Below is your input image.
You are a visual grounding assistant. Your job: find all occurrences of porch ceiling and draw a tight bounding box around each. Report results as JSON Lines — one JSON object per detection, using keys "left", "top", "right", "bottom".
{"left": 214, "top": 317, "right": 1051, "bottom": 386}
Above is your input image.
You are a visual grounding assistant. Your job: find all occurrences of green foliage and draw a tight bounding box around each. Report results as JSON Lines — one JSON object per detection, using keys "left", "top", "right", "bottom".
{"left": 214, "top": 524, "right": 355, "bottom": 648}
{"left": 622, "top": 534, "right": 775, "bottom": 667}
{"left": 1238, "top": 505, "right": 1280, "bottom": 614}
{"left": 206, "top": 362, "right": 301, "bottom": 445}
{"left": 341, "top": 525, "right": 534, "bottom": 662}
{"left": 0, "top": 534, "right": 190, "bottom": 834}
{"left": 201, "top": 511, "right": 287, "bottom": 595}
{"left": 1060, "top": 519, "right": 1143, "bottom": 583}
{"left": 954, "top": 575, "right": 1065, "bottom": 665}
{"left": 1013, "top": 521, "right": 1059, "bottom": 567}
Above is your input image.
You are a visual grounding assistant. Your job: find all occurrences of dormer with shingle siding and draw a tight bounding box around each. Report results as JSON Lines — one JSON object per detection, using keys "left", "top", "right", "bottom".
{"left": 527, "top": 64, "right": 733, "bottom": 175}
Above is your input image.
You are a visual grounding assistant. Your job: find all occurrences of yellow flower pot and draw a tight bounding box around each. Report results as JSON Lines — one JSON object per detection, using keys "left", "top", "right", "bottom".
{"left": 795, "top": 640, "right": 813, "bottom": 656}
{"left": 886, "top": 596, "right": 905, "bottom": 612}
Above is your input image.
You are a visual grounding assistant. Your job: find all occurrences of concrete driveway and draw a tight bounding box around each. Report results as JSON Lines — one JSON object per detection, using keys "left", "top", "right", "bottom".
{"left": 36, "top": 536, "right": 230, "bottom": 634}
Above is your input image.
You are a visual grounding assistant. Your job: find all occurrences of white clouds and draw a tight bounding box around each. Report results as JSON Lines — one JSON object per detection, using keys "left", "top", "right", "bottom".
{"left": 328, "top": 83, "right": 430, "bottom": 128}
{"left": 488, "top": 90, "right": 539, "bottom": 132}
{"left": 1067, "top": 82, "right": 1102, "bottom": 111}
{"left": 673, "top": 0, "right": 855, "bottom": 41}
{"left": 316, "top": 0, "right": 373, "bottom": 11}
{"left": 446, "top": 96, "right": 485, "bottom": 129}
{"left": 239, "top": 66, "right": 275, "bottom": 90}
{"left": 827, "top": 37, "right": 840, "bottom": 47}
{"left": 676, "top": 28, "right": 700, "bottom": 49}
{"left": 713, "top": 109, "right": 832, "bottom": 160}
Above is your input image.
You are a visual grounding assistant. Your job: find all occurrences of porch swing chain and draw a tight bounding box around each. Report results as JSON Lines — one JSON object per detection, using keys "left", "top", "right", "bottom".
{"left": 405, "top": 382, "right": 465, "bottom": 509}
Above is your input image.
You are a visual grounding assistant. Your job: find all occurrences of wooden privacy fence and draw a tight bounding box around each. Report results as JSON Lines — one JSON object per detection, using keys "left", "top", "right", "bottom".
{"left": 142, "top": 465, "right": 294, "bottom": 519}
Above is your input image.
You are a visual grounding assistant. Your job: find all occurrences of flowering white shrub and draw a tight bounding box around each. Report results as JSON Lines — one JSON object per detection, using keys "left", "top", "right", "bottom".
• • • • •
Task to carry out:
Go through the listing and print each line exactly as it appears.

Finished task:
Below is your input image.
You are a visual grounding assistant. Your job: find all occurrences of porch ceiling and draw a tight bounding box around each. Report results as JSON Lines — one JSON object per detection, using keys "left", "top", "right", "bottom".
{"left": 214, "top": 317, "right": 1051, "bottom": 386}
Above is your input image.
You are a visual grounding assistant. Your job: find all occurrences of green foliage and draw a tight bounding box around each. Report results as JSON Lines — one JSON object per detection, using keys "left", "top", "right", "bottom".
{"left": 214, "top": 524, "right": 355, "bottom": 648}
{"left": 622, "top": 534, "right": 775, "bottom": 667}
{"left": 1238, "top": 505, "right": 1280, "bottom": 614}
{"left": 206, "top": 362, "right": 301, "bottom": 445}
{"left": 341, "top": 525, "right": 534, "bottom": 662}
{"left": 0, "top": 534, "right": 190, "bottom": 834}
{"left": 201, "top": 511, "right": 287, "bottom": 595}
{"left": 1060, "top": 519, "right": 1143, "bottom": 583}
{"left": 954, "top": 575, "right": 1065, "bottom": 665}
{"left": 1013, "top": 521, "right": 1059, "bottom": 567}
Above is your input image.
You are a visual grounding assistant. Your job: find all occurrences of dormer with shingle siding and draw a tight bounding box around each. Report results as JSON Lines — one JSON object per detection, using keys "left", "top", "right", "bottom".
{"left": 527, "top": 64, "right": 733, "bottom": 175}
Above is your input image.
You are a visual grounding assistant. Your job: find all occurrences of yellow flower pot and draw a tight bounding box around each. Report results as JSON Lines — one JSON object per detection, using keys "left", "top", "right", "bottom".
{"left": 795, "top": 640, "right": 813, "bottom": 656}
{"left": 886, "top": 596, "right": 905, "bottom": 612}
Above is your input image.
You are a visual grounding assistant. Your job: find all occurrences of concrete driveway and draw a tight bounding box around each. Report results as JSON Lines — one JSON object per detection, using keys "left", "top", "right", "bottom".
{"left": 36, "top": 536, "right": 230, "bottom": 634}
Above is your input image.
You are a visual grounding assistant. Your job: find all occurrences of white clouds and draw a tight bounding box around each. Report results as JSON Lines — one JSON object per detection, using keys "left", "top", "right", "bottom".
{"left": 328, "top": 83, "right": 430, "bottom": 128}
{"left": 488, "top": 90, "right": 539, "bottom": 132}
{"left": 1067, "top": 82, "right": 1102, "bottom": 111}
{"left": 673, "top": 0, "right": 855, "bottom": 41}
{"left": 316, "top": 0, "right": 373, "bottom": 11}
{"left": 446, "top": 96, "right": 485, "bottom": 129}
{"left": 239, "top": 66, "right": 275, "bottom": 90}
{"left": 827, "top": 37, "right": 840, "bottom": 47}
{"left": 676, "top": 28, "right": 700, "bottom": 49}
{"left": 713, "top": 109, "right": 832, "bottom": 160}
Above is your input image.
You are a visual grounding assistant. Your job: find all occurrences of porch swing chain and draw a tight bounding box around each. Report results as JSON Lines — one JSON object per detection, using keys "left", "top", "right", "bottom".
{"left": 405, "top": 382, "right": 465, "bottom": 509}
Above is your input image.
You are a visual grounding assistant. Your job: find all occurrences of wooden privacy fence and draw a tight bounding box around each. Report results as JSON Lines — one JSON object per detection, using keys "left", "top", "right", "bottom".
{"left": 142, "top": 465, "right": 294, "bottom": 519}
Above is your input image.
You are a visual grounding assistant. Your job: find all occurrences of flowering white shrub and draw a tight bounding box around each. Report results as JSON Lines — one JSON object per detection, using keys "left", "top", "right", "bottom".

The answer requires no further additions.